+++ EXCERPTED DATA

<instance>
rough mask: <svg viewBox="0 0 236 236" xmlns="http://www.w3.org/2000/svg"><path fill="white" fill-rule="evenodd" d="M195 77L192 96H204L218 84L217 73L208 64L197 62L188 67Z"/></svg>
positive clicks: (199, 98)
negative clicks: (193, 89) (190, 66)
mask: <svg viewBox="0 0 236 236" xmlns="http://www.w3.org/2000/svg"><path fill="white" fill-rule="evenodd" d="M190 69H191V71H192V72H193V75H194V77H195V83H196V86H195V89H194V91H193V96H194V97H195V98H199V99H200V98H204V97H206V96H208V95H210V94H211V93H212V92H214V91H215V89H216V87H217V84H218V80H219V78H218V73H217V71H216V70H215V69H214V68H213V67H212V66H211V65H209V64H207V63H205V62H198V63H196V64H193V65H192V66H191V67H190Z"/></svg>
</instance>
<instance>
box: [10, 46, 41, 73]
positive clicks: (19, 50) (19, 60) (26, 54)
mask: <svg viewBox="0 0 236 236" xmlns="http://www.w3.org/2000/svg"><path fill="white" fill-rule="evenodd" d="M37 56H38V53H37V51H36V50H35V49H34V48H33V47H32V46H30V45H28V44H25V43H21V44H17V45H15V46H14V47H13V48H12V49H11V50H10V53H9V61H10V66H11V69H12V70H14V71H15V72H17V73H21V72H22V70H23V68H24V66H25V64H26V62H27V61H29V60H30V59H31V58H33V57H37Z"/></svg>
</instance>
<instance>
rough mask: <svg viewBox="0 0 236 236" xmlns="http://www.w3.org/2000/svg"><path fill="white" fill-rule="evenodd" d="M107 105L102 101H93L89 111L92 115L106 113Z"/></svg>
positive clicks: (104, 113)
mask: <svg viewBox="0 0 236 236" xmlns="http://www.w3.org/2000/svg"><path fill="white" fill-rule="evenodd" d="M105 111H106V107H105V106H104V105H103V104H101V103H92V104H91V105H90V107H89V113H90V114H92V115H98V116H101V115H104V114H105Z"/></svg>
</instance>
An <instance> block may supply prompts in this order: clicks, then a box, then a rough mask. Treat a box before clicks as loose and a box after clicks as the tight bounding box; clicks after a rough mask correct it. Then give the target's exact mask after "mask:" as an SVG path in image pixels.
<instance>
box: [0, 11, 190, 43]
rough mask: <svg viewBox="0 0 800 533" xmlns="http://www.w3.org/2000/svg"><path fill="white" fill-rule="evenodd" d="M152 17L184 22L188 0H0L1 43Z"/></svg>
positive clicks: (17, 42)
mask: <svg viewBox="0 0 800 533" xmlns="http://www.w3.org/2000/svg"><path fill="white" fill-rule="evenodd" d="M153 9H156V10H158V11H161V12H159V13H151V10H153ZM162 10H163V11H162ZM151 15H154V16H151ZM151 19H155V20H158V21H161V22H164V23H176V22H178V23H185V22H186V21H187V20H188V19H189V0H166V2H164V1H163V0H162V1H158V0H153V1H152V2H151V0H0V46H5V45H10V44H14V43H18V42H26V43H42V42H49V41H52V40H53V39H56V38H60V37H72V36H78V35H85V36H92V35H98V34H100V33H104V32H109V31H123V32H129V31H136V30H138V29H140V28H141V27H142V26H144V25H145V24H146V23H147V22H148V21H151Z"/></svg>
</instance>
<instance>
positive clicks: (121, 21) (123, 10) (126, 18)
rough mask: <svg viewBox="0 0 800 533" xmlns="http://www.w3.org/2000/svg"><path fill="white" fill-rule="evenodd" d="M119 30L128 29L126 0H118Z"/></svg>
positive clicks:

++++++

§ WORK REQUIRED
The entries need to be set down again in full, with no word changed.

§ ANSWER FOR THIS EXERCISE
<instance>
rough mask: <svg viewBox="0 0 236 236" xmlns="http://www.w3.org/2000/svg"><path fill="white" fill-rule="evenodd" d="M195 77L192 96H204L218 84L217 73L208 64L197 62L188 67Z"/></svg>
positive clicks: (199, 98)
negative clicks: (193, 89) (190, 66)
mask: <svg viewBox="0 0 236 236" xmlns="http://www.w3.org/2000/svg"><path fill="white" fill-rule="evenodd" d="M190 69H191V71H192V72H193V75H194V77H195V83H196V86H195V89H194V91H193V96H194V97H195V98H199V99H200V98H204V97H206V96H208V95H210V94H211V93H212V92H214V91H215V89H216V87H217V84H218V80H219V78H218V73H217V71H216V70H215V69H214V68H213V67H212V66H211V65H209V64H207V63H205V62H198V63H196V64H193V65H192V66H191V67H190Z"/></svg>
</instance>
<instance>
box: [10, 46, 41, 73]
positive clicks: (19, 50) (19, 60) (26, 54)
mask: <svg viewBox="0 0 236 236" xmlns="http://www.w3.org/2000/svg"><path fill="white" fill-rule="evenodd" d="M37 56H38V53H37V51H36V50H35V49H34V48H33V47H32V46H30V45H28V44H25V43H21V44H17V45H15V46H14V47H13V48H12V49H11V50H10V53H9V61H10V66H11V69H12V70H14V71H15V72H17V73H21V72H22V70H23V68H24V66H25V64H26V62H27V61H29V60H30V59H31V58H33V57H37Z"/></svg>
</instance>
<instance>
rough mask: <svg viewBox="0 0 236 236" xmlns="http://www.w3.org/2000/svg"><path fill="white" fill-rule="evenodd" d="M107 105L102 101H93L89 111L92 115L106 113Z"/></svg>
positive clicks: (104, 113)
mask: <svg viewBox="0 0 236 236" xmlns="http://www.w3.org/2000/svg"><path fill="white" fill-rule="evenodd" d="M105 111H106V107H105V106H104V105H103V104H101V103H92V104H91V105H90V107H89V113H90V114H92V115H98V116H101V115H104V114H105Z"/></svg>
</instance>
An <instance> block may supply prompts in this order: clicks, then a box, then a rough mask. Treat a box before clicks as loose and a box after clicks as the tight bounding box; clicks after a rough mask correct it. Then give the target's exact mask after "mask:" as an SVG path in image pixels.
<instance>
box: [0, 11, 190, 43]
rough mask: <svg viewBox="0 0 800 533" xmlns="http://www.w3.org/2000/svg"><path fill="white" fill-rule="evenodd" d="M152 17L184 22L188 0H0L1 43Z"/></svg>
positive clicks: (17, 42)
mask: <svg viewBox="0 0 800 533" xmlns="http://www.w3.org/2000/svg"><path fill="white" fill-rule="evenodd" d="M153 9H156V10H158V11H161V12H159V13H151V10H153ZM162 10H163V11H162ZM151 15H154V16H151ZM151 19H155V20H158V21H161V22H164V23H176V22H178V23H185V22H186V21H187V20H188V19H189V0H166V2H164V1H163V0H162V1H158V0H153V1H152V2H151V0H0V46H5V45H10V44H14V43H18V42H26V43H42V42H49V41H52V40H53V39H56V38H60V37H72V36H78V35H85V36H92V35H98V34H100V33H104V32H109V31H123V32H129V31H136V30H138V29H140V28H141V27H142V26H144V25H145V24H146V23H147V22H148V21H151Z"/></svg>
</instance>
<instance>
positive clicks: (121, 21) (123, 10) (126, 18)
rough mask: <svg viewBox="0 0 800 533" xmlns="http://www.w3.org/2000/svg"><path fill="white" fill-rule="evenodd" d="M119 30L128 29L126 0H118Z"/></svg>
positive clicks:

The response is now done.